As of last March, 50 percent more Greek yogurt was sold in this country than the year before, accounting for 35 percent of all yogurt sales. If you haven’t tried it yet, you’ve probably noticed that it’s costlier and no doubt wonder what’s the big deal? Well, for starters, Greek yogurt’s thicker, creamier texture—the result of being strained three rather than two times to virtually eliminate the whey content—makes it more satisfying (read filling). Also, it’s a great low-calorie substitute for fatty items in recipes: swap it for mayonnaise in salads or oil and eggs, cream, sour cream, and cream cheese in baking. Unlike regular yogurt, it doesn’t curdle when heated.
What You Need to Know:
Greek yogurt typically contains twice the protein—making it an obvious choice for vegetarians—and half the carbs, sugar, and sodium of traditional yogurt. Unfortunately, though it takes twice as much milk to produce, the extra straining results in only one third the calcium. And not surprisingly, the full fat and fruit flavors are not nearly as healthful as their plain counterparts.
We sampled the plain, nonfat versions of these popular brands and liked them all. Here are a few distinctions:
Chobani Greek Yogurt
Creamy and lustrous; lighter consistency than others; tangy, but not as tart as Stonyfield.
Fage (pronounced fa-yeh)
Stand-your-spoon-up thick; almost curd-like, but smooth. Milder flavor than Chobani or Stonyfield; not overly sour or tart.
The Greek Gods Traditional Greek Yogurt
Extra calcium: 25 percent of our daily required value, as opposed to Oikos’ 15.
Confession: we also tried the full-fat honey flavor and it didn’t disappoint; in fact, it was like eating dessert—think ice cream, pudding, or crème brulee. (Consequently, the stats were not impressive: low protein, high sugar and fat.)
Oikos Greek Nonfat Yogurt
Not quite as tart as the others. (We also tried the vanilla flavor and found it to be too sweet and artificial tasting.)
Stonyfield Organic Greek
The tangiest taste, almost like citrus. Less thick than the others.
*The hard data was taken from articles in Time, US News and World Report, and Fitness magazines.

| RECORD EXCERPTS |
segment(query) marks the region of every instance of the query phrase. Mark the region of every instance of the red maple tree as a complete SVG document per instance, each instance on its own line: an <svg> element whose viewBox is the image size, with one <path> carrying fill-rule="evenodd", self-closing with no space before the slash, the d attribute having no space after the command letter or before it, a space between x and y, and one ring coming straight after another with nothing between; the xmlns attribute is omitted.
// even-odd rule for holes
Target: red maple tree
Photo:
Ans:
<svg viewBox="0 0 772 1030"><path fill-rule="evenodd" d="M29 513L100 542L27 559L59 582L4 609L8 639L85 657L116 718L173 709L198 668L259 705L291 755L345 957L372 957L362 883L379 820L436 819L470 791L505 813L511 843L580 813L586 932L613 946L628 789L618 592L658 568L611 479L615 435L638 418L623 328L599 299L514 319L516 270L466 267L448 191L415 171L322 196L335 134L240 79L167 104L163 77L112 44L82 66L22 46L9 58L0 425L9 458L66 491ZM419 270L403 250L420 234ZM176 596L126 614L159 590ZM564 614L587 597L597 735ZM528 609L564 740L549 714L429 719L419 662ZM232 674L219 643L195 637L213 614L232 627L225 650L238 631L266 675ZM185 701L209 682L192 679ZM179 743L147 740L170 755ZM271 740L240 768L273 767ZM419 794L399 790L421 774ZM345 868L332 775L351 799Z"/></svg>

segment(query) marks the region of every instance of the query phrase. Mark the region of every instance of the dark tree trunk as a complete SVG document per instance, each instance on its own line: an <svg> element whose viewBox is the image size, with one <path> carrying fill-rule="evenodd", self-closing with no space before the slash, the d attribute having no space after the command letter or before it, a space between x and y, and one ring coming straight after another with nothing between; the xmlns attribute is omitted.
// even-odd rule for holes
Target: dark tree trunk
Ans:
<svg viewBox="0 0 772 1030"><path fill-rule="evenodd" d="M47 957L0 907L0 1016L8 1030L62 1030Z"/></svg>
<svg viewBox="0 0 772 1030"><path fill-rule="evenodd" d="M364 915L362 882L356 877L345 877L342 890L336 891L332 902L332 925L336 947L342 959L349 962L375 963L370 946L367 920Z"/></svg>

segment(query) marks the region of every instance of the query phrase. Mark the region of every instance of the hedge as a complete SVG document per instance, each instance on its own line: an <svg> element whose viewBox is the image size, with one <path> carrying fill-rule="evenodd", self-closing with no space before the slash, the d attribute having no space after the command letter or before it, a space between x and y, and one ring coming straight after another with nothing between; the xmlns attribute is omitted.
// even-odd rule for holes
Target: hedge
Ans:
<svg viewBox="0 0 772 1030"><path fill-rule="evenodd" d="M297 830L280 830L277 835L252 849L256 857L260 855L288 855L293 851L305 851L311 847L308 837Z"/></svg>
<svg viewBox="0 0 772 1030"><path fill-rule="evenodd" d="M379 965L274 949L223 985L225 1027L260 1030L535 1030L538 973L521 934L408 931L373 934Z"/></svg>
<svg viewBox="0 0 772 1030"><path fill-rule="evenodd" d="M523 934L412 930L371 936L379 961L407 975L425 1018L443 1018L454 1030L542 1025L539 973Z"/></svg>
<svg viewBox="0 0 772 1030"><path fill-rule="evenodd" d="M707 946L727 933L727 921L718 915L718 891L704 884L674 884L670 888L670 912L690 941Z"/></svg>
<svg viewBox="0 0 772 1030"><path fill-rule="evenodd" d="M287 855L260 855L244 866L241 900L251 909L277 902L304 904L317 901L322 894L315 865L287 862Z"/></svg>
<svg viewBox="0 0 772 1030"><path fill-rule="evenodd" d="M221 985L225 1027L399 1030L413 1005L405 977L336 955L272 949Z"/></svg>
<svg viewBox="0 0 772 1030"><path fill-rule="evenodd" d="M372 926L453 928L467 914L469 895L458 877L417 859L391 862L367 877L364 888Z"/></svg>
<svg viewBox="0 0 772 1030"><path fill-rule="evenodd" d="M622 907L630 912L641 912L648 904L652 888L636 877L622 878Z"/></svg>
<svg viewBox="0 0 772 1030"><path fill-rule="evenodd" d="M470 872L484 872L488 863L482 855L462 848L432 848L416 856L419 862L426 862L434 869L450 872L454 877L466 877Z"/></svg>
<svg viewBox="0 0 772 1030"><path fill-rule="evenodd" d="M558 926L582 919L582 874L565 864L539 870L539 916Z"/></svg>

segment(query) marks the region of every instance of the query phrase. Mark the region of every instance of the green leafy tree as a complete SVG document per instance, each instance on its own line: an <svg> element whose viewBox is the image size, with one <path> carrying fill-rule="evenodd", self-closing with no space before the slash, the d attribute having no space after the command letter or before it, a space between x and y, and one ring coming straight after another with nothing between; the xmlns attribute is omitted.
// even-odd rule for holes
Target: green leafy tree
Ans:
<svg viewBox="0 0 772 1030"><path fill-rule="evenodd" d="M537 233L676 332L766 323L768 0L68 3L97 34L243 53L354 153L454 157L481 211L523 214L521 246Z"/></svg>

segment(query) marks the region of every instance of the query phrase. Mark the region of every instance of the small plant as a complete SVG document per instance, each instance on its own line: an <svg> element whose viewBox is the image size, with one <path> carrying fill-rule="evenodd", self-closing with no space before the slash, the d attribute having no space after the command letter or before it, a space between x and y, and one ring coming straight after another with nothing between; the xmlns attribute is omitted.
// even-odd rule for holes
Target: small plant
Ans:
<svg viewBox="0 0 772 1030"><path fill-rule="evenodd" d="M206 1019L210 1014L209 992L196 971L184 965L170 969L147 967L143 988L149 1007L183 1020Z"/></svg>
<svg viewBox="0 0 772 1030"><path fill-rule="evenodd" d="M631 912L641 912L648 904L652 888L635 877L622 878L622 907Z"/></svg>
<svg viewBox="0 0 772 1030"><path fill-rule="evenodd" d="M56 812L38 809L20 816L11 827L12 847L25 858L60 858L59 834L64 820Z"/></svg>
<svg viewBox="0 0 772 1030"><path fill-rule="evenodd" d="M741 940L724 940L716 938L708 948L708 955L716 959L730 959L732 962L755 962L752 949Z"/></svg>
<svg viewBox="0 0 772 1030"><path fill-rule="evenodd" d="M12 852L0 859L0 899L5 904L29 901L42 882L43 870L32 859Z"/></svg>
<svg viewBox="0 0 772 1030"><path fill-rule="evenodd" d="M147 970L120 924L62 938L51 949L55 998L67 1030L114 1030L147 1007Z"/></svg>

| ACTIVITY LIST |
a) In one to three sentences, explain why the Greek yogurt text says Greek yogurt has less calcium than traditional yogurt.
b) Answer these from the Greek yogurt text:
(i) As of last March, what percentage of all yogurt sales did Greek yogurt account for?
(ii) Which brand is described as "Stand-your-spoon-up thick"?
(iii) From which magazines was the hard data taken?
The rows are material of their own, apart from the Greek yogurt text.

| RESULTS OF THE TASKS |
a) Greek yogurt has less calcium because of its extra straining. Although it takes twice as much milk to produce, that straining leaves it with only one third the calcium of traditional yogurt.

b)
(i) 35 percent
(ii) Fage
(iii) Time, US News and World Report, and Fitness